Dataset records:

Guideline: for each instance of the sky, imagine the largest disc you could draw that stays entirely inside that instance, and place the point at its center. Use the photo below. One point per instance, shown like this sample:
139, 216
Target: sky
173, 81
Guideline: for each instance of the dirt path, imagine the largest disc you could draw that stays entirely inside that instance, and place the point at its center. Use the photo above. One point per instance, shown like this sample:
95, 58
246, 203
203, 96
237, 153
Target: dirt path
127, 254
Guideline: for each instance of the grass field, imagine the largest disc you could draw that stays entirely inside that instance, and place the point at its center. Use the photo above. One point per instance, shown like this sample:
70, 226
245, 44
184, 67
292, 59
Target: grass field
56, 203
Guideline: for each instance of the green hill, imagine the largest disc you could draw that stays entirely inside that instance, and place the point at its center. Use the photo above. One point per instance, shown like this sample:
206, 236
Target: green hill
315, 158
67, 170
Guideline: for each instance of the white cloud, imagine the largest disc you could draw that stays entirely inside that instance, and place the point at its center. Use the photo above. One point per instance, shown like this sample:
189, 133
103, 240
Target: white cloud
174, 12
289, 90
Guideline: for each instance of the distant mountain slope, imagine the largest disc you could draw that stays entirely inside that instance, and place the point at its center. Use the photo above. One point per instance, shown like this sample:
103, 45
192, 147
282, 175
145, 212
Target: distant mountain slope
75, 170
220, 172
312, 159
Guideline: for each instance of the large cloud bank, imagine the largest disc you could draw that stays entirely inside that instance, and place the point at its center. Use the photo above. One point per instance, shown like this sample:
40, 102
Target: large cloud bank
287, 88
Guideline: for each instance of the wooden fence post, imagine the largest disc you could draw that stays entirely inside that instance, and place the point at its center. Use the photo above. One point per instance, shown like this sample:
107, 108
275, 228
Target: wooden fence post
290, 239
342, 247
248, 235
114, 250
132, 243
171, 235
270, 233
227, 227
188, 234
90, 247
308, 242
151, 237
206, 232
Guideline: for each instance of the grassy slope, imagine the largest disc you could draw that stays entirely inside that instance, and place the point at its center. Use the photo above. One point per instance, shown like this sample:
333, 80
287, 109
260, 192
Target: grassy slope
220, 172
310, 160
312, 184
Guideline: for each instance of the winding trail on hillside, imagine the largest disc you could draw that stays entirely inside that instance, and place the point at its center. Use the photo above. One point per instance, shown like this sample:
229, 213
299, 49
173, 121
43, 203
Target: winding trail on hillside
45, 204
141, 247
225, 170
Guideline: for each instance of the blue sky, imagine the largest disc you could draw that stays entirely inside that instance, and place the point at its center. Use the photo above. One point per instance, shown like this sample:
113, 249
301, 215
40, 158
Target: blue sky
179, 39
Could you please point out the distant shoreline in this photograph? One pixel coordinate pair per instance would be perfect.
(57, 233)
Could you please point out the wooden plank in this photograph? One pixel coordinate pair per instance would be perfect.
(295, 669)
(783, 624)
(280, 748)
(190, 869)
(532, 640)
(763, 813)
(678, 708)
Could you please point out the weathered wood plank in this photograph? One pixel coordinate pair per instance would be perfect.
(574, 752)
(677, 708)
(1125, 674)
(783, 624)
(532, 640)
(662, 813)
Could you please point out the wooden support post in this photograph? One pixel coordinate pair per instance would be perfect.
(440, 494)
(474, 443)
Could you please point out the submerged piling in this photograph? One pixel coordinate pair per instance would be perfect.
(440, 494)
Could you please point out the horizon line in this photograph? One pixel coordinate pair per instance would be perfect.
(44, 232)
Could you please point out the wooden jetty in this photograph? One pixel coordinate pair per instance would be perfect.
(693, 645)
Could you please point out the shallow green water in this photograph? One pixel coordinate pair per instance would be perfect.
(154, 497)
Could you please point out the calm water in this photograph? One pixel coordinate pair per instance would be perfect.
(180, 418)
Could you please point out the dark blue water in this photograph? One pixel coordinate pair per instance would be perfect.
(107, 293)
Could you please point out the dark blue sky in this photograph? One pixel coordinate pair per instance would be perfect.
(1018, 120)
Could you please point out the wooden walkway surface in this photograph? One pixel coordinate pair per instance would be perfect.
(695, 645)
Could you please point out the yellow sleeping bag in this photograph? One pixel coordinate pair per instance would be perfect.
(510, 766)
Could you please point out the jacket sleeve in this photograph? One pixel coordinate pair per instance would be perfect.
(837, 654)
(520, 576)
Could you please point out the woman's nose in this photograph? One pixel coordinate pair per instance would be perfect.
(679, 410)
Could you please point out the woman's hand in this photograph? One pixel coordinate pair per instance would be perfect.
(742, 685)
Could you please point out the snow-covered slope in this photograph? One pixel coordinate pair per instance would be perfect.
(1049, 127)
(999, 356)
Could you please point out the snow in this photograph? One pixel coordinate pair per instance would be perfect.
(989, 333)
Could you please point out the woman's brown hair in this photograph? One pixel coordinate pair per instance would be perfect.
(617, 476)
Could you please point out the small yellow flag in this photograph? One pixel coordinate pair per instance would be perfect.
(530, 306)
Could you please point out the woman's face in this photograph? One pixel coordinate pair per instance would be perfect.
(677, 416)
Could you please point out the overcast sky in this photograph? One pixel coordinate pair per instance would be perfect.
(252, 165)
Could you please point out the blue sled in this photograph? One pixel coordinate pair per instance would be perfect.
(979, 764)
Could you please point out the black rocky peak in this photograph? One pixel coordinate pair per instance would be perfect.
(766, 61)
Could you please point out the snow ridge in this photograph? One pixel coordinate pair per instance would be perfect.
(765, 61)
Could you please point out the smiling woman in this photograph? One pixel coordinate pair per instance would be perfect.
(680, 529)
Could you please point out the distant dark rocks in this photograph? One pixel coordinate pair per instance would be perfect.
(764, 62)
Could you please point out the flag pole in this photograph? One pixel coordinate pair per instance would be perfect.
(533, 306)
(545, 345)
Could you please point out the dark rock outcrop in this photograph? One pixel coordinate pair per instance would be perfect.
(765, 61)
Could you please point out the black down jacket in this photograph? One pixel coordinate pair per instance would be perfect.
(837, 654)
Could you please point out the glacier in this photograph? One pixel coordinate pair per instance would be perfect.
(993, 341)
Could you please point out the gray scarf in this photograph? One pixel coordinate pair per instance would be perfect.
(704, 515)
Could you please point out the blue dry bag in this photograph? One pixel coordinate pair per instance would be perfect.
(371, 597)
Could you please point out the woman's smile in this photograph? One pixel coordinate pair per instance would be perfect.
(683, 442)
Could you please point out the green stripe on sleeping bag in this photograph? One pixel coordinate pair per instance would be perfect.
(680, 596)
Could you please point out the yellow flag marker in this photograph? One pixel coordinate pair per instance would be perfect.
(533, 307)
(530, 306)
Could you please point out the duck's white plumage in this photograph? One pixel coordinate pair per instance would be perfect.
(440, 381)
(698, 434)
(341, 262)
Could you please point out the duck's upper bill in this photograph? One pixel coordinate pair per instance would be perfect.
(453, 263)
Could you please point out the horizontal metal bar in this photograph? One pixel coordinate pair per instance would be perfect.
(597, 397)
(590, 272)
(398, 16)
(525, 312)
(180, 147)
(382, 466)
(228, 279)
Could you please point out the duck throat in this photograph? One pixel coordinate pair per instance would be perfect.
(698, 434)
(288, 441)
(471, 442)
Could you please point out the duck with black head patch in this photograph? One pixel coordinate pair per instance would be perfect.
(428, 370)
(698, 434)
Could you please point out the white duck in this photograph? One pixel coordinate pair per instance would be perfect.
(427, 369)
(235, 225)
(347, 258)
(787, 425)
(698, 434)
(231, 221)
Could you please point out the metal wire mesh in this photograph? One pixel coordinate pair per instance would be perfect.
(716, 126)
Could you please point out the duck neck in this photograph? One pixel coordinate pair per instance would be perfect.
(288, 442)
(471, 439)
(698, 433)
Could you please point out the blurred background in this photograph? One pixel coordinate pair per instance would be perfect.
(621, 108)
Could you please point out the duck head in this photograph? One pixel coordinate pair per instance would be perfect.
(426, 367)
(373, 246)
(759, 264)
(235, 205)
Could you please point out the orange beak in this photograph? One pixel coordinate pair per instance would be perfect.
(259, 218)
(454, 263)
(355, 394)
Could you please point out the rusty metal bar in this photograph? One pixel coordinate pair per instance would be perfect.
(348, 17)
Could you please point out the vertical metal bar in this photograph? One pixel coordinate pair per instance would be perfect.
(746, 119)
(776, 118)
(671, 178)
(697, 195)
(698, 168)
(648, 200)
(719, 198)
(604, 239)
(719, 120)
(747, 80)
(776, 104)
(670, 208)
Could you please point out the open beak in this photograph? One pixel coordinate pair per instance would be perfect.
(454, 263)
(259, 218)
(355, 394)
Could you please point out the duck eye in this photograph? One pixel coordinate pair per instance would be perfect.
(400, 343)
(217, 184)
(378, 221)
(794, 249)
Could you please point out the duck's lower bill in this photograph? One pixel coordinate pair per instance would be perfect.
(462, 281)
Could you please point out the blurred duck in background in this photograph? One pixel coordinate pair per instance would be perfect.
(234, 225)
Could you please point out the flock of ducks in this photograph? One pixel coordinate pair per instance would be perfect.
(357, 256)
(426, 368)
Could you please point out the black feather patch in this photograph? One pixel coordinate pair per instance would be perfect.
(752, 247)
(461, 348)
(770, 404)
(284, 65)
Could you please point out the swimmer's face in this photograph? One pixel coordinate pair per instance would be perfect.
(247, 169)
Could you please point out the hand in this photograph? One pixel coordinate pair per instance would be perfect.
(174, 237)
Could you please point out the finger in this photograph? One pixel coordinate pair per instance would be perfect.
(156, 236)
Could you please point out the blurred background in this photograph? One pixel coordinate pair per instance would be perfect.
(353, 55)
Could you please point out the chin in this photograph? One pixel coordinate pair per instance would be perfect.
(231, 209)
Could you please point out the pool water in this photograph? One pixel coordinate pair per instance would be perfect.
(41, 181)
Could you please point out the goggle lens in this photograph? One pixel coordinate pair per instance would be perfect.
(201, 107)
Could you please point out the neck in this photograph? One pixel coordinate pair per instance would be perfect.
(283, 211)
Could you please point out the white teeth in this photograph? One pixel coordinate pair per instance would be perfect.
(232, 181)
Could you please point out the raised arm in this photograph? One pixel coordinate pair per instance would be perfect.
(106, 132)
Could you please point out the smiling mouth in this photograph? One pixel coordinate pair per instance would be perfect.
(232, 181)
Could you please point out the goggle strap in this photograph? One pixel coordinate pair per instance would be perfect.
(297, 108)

Request:
Give back the lines of the listing from the one with "Could you please point out the pool" through the end, both included, exactly as written and with nothing added.

Exercise output:
Could you please point out the pool water in this photograph? One pixel coordinate pair per instance would be perfect.
(41, 181)
Could you please point out the goggle lens in this photograph? One pixel coordinate pair per instance would be perfect.
(201, 107)
Could you please point out the neck in this photograph? One pixel coordinate pair per instance would be perfect.
(283, 211)
Could you please point out the white teeth in this photograph? One pixel coordinate pair per instance would be perfect.
(232, 181)
Could you please point out the raised arm in this photograph? One pixel coordinate pair per instance would be perfect.
(106, 132)
Could you please point out the smiling mouth in this photograph? One pixel coordinate pair per instance would be perfect.
(232, 181)
Could you please point out the goggle strap in this photograph? One pixel coordinate pair per instance would be perfect.
(297, 108)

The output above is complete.